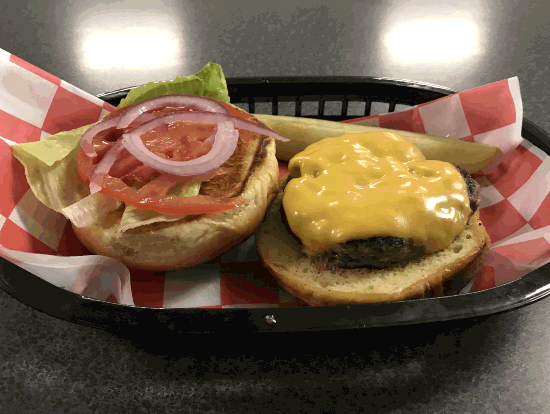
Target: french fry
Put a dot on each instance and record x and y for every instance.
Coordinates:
(472, 156)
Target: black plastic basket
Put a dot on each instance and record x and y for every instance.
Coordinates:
(250, 93)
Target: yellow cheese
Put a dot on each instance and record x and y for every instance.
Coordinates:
(373, 184)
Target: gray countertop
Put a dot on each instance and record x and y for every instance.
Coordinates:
(491, 364)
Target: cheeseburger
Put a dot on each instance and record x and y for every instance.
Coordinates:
(364, 217)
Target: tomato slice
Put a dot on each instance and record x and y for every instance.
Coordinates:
(180, 141)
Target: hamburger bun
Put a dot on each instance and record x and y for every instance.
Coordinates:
(193, 239)
(441, 273)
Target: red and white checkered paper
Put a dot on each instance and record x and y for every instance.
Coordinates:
(34, 104)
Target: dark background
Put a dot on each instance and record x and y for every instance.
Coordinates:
(493, 364)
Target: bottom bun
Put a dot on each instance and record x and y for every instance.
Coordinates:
(442, 273)
(195, 239)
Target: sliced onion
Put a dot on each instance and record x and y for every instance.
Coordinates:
(225, 143)
(103, 167)
(87, 140)
(200, 103)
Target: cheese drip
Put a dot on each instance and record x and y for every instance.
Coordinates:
(374, 184)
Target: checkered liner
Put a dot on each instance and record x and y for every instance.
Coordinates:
(35, 104)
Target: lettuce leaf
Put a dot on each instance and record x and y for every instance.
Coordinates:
(209, 81)
(50, 168)
(134, 217)
(50, 164)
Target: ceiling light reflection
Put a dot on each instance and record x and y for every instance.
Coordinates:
(433, 40)
(135, 47)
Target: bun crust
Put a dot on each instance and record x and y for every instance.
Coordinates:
(438, 274)
(195, 239)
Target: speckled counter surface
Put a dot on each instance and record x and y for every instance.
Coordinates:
(493, 364)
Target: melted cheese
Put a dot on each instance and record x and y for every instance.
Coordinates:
(373, 185)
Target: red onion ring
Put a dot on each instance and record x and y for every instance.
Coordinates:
(225, 143)
(104, 166)
(200, 103)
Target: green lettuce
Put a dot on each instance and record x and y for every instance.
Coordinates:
(50, 164)
(50, 168)
(134, 217)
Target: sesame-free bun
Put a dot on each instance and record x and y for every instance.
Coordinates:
(195, 239)
(441, 273)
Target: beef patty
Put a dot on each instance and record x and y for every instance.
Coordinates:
(382, 252)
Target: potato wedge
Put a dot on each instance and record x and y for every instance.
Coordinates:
(471, 156)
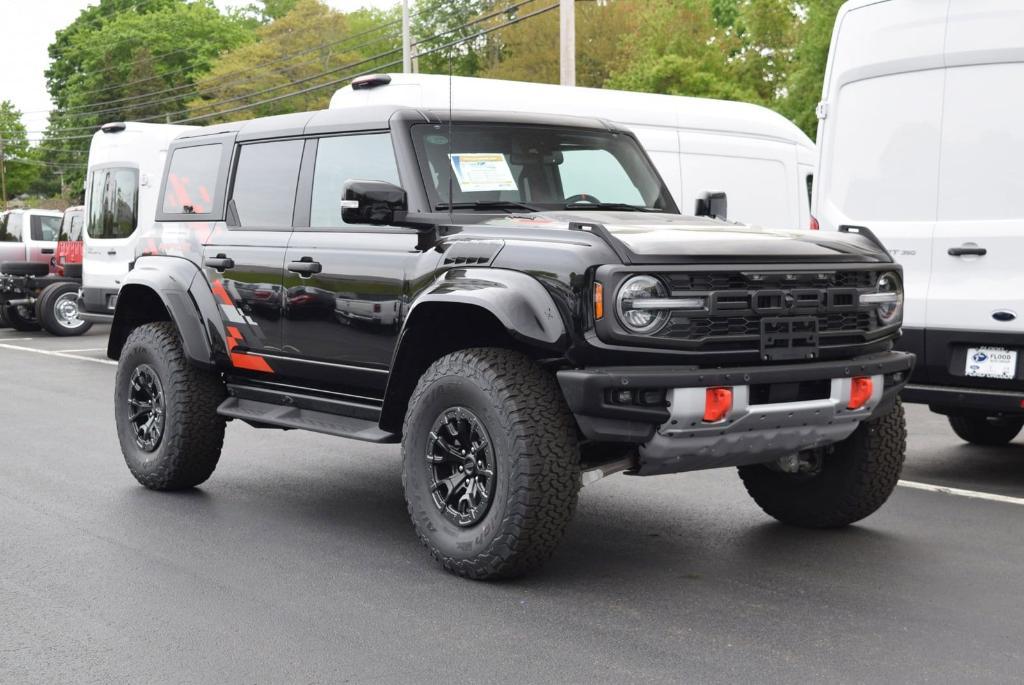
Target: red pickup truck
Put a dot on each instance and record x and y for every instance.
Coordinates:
(42, 292)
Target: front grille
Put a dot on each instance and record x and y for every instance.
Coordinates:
(739, 300)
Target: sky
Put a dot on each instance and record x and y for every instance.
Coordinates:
(29, 27)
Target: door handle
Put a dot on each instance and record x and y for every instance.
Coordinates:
(305, 267)
(220, 262)
(960, 252)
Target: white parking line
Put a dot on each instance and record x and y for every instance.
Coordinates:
(912, 484)
(53, 353)
(974, 495)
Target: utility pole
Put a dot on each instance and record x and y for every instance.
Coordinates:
(3, 177)
(407, 40)
(566, 62)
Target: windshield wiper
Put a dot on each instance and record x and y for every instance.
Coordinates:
(493, 204)
(613, 206)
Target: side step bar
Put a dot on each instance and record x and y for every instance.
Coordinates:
(265, 414)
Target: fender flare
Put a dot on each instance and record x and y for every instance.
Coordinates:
(517, 300)
(185, 295)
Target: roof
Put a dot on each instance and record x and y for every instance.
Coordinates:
(467, 93)
(373, 117)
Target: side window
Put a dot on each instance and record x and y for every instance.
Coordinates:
(264, 182)
(114, 203)
(597, 173)
(44, 227)
(11, 228)
(71, 226)
(192, 179)
(366, 157)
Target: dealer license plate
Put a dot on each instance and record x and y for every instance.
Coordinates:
(991, 362)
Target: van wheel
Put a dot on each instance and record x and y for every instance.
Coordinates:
(491, 463)
(837, 486)
(20, 317)
(57, 310)
(166, 411)
(986, 430)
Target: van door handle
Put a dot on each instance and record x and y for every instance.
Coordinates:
(220, 262)
(960, 252)
(305, 267)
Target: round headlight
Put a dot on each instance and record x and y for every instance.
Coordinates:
(892, 311)
(630, 308)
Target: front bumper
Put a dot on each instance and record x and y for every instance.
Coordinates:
(675, 438)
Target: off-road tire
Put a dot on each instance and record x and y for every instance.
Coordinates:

- _Given request_
Copy out the material word for word, starting at the line with "Target: front bumper" and continuing through its last line, with both ends included.

- _Final result_
Target: front bumper
Put a dot on each instance and record x and y for every instance.
Coordinates:
(675, 438)
Target: off-road tire
Put a dot on each instance and record x and y for every instance.
Coordinates:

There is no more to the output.